How many lines of the records below contain the string "instance", with case counting? Give only the number.

[Given data — start]

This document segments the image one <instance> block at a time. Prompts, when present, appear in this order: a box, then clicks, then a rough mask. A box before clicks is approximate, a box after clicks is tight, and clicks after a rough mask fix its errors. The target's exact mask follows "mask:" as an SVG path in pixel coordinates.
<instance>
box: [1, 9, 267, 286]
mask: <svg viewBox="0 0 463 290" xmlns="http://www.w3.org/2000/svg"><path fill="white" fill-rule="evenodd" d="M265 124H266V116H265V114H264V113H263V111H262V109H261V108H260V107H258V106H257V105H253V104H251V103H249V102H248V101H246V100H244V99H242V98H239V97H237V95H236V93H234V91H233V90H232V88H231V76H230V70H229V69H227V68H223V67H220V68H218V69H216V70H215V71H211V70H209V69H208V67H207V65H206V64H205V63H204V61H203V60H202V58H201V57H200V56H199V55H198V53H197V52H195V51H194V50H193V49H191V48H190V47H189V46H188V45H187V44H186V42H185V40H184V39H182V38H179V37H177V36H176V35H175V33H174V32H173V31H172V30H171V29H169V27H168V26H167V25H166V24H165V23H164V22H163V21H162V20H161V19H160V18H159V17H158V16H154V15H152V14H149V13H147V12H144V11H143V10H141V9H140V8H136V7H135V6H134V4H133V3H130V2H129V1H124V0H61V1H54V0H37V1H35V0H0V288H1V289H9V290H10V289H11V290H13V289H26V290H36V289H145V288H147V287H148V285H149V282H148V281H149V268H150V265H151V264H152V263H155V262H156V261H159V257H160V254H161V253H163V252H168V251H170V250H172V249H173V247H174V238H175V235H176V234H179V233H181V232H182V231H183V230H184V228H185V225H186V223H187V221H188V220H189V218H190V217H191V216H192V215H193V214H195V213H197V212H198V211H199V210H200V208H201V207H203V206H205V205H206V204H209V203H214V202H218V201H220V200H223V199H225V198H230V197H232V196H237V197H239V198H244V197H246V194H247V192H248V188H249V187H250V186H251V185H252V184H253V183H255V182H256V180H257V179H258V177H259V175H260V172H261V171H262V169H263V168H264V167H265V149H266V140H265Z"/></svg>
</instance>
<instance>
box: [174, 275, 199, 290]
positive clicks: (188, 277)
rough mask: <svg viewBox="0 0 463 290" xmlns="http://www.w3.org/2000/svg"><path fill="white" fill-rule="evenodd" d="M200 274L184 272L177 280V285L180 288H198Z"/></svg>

[Given data — finish]

## Final answer
4